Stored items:
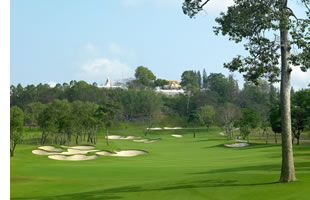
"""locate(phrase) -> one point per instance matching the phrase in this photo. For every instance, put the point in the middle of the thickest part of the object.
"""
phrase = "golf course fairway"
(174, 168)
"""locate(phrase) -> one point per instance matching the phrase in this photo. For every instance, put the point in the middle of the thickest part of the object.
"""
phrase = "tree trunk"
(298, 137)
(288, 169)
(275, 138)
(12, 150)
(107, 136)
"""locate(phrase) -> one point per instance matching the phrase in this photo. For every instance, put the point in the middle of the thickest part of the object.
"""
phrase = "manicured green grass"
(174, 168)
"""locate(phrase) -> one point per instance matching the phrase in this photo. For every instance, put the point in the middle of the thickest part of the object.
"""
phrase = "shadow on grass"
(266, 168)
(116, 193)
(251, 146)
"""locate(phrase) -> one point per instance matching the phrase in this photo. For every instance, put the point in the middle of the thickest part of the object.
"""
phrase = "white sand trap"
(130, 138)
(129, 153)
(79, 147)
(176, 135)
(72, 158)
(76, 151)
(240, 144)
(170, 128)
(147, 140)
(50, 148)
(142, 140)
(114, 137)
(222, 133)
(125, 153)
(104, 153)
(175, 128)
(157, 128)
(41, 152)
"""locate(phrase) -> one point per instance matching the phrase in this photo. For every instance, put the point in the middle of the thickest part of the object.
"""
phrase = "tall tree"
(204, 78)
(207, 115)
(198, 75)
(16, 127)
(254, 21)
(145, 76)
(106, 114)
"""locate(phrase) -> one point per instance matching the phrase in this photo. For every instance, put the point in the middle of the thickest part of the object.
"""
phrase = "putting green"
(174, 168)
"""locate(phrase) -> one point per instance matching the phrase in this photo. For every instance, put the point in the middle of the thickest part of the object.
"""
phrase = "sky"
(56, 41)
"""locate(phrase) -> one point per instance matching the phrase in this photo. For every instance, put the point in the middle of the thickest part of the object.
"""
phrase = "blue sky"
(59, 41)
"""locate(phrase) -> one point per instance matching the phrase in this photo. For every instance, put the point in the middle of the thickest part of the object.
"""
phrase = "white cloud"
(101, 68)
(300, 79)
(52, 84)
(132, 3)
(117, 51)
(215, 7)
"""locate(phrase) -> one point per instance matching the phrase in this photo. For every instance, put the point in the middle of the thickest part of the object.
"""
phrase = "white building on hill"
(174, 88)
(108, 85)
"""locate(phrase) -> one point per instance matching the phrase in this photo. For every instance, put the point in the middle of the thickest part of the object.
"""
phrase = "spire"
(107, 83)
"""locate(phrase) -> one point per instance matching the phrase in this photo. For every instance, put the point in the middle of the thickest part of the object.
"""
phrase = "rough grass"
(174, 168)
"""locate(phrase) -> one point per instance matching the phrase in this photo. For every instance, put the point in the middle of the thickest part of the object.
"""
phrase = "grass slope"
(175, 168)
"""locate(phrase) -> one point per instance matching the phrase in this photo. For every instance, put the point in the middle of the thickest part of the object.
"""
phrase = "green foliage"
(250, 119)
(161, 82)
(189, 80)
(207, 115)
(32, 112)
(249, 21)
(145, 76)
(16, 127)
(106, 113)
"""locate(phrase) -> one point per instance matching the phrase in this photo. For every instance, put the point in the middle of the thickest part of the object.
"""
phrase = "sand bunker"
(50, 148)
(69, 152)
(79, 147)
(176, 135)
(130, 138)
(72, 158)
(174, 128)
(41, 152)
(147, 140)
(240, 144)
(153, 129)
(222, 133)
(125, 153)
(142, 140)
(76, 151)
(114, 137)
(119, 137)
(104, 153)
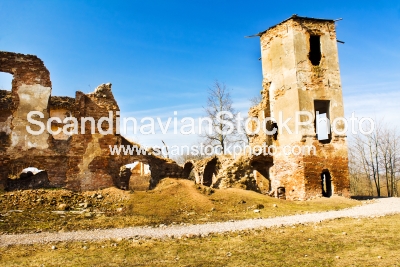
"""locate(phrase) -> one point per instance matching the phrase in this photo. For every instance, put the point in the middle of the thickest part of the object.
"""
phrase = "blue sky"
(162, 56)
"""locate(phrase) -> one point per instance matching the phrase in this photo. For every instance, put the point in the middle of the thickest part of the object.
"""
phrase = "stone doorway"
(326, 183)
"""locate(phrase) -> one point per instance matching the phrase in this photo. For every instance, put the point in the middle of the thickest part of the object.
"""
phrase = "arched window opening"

Task instructions
In your copy, omit the pictures and restate every line of the data word for word.

Task result
"""locate(phrase) -> one point per instance matching the phrase in this photo. For every instance, put the point in the middle of the thickest part of the object.
"""
phrase = "golf course fairway"
(174, 168)
"""locate(phrase) -> one point per instance matching the phrase in this photo. For every instance, put the point in the middle of the thickest part of the object.
"""
phrase = "tree trunk"
(298, 137)
(288, 169)
(275, 138)
(12, 150)
(107, 136)
"""locate(phrase) -> one point per instance matching the phrase in this photo. For every instance, put the point in the middle of the thickest part of the object.
"""
phrase = "manicured green grass"
(174, 168)
"""locate(phrase) -> one point per instance matching the phrase in this photo. For every instance, put the point in the middle of the thickest part of the object.
"""
phrase = "shadow on grass"
(266, 168)
(116, 193)
(251, 146)
"""locate(phrase) -> one point per instance matching the phrase in this photo. For every instance, put the point in the middle of the thickest part of the object.
"""
phrase = "white sand trap"
(130, 138)
(129, 153)
(79, 147)
(176, 135)
(72, 158)
(76, 151)
(240, 144)
(170, 128)
(147, 140)
(50, 148)
(142, 140)
(114, 137)
(222, 133)
(125, 153)
(104, 153)
(175, 128)
(157, 128)
(41, 152)
"""locate(phrase) -> one point per instance matching the phrase in this photo. For every instance, put the point in the middle of the thickest part of the object.
"""
phrase = "tall tree"
(204, 78)
(207, 115)
(198, 75)
(16, 127)
(254, 21)
(145, 76)
(106, 114)
"""locate(phrase) -> one point per instance matching the phrase in this photo. For every instance, put the point in the middle of the thickest part of the object.
"""
phrase = "putting green"
(174, 168)
"""locate(phrase) -> one point per instance matching the phrase in this photo. For every instance, put the point in the middle of the thickest part of the object.
"""
phrase = "sky"
(56, 41)
"""locate(phrase) -> one point per instance matching the phrase in this photo. For every instance, put the point in the middle of the thickest part of the object.
"""
phrase = "blue sky"
(59, 41)
"""locate(phrase) -> one point per instance matching the phrase in this photo. For every instance, put the point in the middle of the thickest part of the object.
"""
phrase = "white cloud"
(101, 68)
(300, 79)
(52, 84)
(132, 3)
(117, 51)
(215, 7)
"""locate(phrase) -> one point per instance matching the phrase in this photo. For every instance, put the point in the middle of the thickest part of the object.
"""
phrase = "white building on hill"
(174, 88)
(108, 85)
"""locate(phrase) -> one point per instance matching the phrase in this photo. For every instance, put the point in the middle of the thickest part of the object.
"""
phrase = "spire"
(107, 83)
"""locate(phrase) -> one point per instance matching the phrase in this photo. For every instance, put the point in the middle of the thickest part of the object.
"""
phrase = "rough grass"
(174, 168)
"""locate(phrase) -> one point per instance matching the phrase in this photo. For every instance, put the point in the middle of the thickest part of the object.
"""
phrase = "grass slope"
(175, 168)
"""locate(phrase) -> one point per instance matching the phrase in this photo. For every instance, put the point in the middle of the thickest part of the object.
"""
phrase = "green foliage"
(250, 119)
(161, 82)
(189, 80)
(207, 115)
(32, 112)
(249, 21)
(145, 76)
(16, 127)
(106, 113)
"""locate(phrase) -> one point per instance matching the phrase in this photo. For every instance, put the point in the middle of the thickest part of the object.
"""
phrase = "sand bunker"
(50, 148)
(69, 152)
(79, 147)
(176, 135)
(130, 138)
(72, 158)
(174, 128)
(41, 152)
(147, 140)
(240, 144)
(153, 129)
(222, 133)
(125, 153)
(142, 140)
(76, 151)
(114, 137)
(119, 137)
(104, 153)
"""locate(phrase) -> one point per instance matching the phrase in this photo. For every instance, put the point in the middle of the thickest part of the object.
"""
phrase = "blue sky"
(162, 56)
"""locate(phrase) -> one point per instance matching the phrase in this photo. For every instance, put the point in the middle of the thickest part of the object.
"""
phrase = "stone doorway"
(326, 183)
"""locate(phrase) -> one point per instance matching the phrase in this photo. For every instance, put the point in the middle of the thickest part of the object.
"""
phrase = "arched window opening"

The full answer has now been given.